======== Liste des données

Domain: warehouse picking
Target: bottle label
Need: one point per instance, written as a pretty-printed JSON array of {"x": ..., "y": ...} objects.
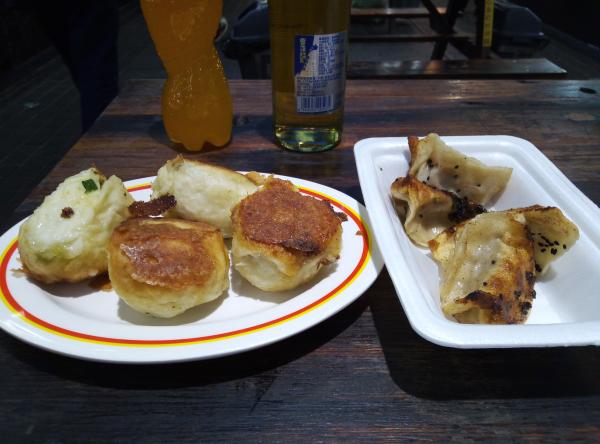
[{"x": 319, "y": 65}]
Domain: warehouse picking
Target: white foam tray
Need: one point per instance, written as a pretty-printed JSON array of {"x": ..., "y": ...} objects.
[{"x": 566, "y": 310}]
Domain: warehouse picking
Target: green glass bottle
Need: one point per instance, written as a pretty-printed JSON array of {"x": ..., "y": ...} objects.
[{"x": 309, "y": 41}]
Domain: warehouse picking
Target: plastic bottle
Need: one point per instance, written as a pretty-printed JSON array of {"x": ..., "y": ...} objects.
[
  {"x": 308, "y": 64},
  {"x": 196, "y": 104}
]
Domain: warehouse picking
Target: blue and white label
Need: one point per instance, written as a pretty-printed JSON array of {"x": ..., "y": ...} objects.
[{"x": 319, "y": 65}]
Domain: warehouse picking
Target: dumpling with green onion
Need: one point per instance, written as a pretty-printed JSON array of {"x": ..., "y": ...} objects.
[{"x": 66, "y": 237}]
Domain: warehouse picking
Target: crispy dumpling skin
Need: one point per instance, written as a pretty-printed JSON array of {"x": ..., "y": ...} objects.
[
  {"x": 487, "y": 269},
  {"x": 204, "y": 192},
  {"x": 163, "y": 266},
  {"x": 438, "y": 165},
  {"x": 427, "y": 211},
  {"x": 552, "y": 233},
  {"x": 281, "y": 238},
  {"x": 65, "y": 238}
]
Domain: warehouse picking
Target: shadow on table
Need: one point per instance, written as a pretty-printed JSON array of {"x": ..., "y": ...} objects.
[
  {"x": 261, "y": 363},
  {"x": 429, "y": 371}
]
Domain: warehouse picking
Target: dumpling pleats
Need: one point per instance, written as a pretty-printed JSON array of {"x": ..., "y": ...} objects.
[
  {"x": 438, "y": 165},
  {"x": 487, "y": 269},
  {"x": 427, "y": 211}
]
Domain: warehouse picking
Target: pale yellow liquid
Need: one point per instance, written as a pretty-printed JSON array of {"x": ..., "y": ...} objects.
[{"x": 289, "y": 18}]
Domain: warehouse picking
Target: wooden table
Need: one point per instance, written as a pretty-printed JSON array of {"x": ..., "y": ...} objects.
[{"x": 363, "y": 374}]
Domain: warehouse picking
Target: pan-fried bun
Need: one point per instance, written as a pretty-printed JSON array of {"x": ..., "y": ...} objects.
[
  {"x": 163, "y": 267},
  {"x": 65, "y": 238},
  {"x": 204, "y": 192},
  {"x": 282, "y": 238}
]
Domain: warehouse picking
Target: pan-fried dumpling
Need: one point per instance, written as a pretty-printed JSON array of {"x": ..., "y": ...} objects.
[
  {"x": 204, "y": 192},
  {"x": 427, "y": 211},
  {"x": 438, "y": 165},
  {"x": 553, "y": 234},
  {"x": 487, "y": 269}
]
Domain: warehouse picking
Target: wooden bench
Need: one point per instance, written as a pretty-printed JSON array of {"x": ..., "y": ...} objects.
[
  {"x": 430, "y": 37},
  {"x": 392, "y": 13},
  {"x": 456, "y": 69}
]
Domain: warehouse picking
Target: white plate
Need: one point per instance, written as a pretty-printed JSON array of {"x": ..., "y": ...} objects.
[
  {"x": 567, "y": 308},
  {"x": 78, "y": 321}
]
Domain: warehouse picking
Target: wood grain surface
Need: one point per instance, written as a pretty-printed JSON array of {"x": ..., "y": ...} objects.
[{"x": 362, "y": 375}]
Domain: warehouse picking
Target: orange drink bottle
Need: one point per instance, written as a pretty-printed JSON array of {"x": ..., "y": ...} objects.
[{"x": 196, "y": 104}]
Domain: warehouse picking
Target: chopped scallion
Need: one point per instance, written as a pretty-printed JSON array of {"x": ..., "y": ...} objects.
[{"x": 89, "y": 185}]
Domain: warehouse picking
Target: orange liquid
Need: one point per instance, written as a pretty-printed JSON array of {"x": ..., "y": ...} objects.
[{"x": 196, "y": 104}]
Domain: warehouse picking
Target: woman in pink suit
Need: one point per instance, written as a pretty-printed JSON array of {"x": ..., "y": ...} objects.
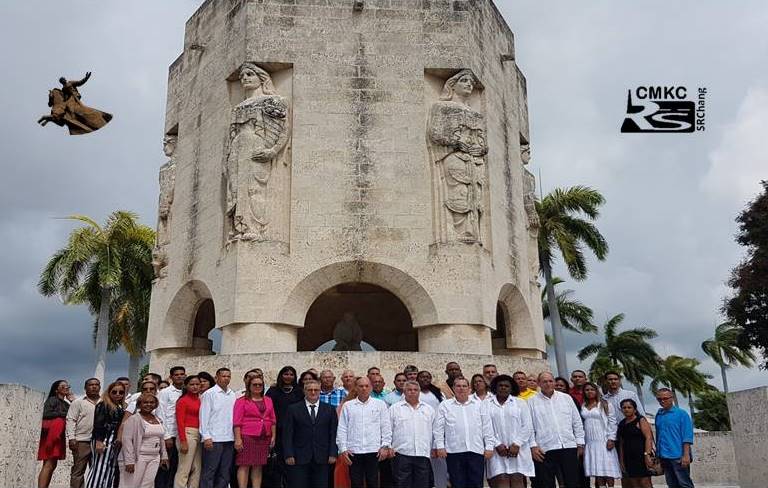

================

Quelles lignes des entrées ci-dessus contiennent le mot « liquid » ? Repérez-les et recopiez-les toutes.

Target: pale yellow liquid
Target: orange liquid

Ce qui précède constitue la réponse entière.